_Set problem_.
Please swap every "light beige countertop" in the listing below for "cream-colored countertop", and write out the rest of the listing unchanged except for the pictures, which you should leave out.

_The records_.
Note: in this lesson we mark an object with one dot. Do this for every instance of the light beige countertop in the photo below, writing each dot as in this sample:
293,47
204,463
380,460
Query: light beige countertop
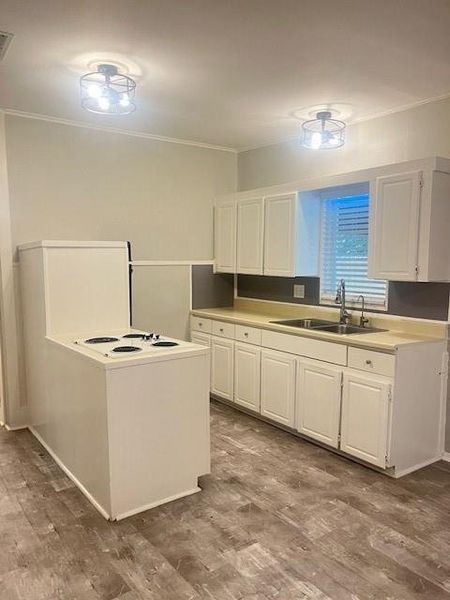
401,331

_Written answer_.
Note: in this lesson we mark an object with one dot. Do this for every instance of the cream-colored countertop in the photo below, writing each dot as in this sample:
293,47
204,463
380,460
Query: cream-colored countertop
401,331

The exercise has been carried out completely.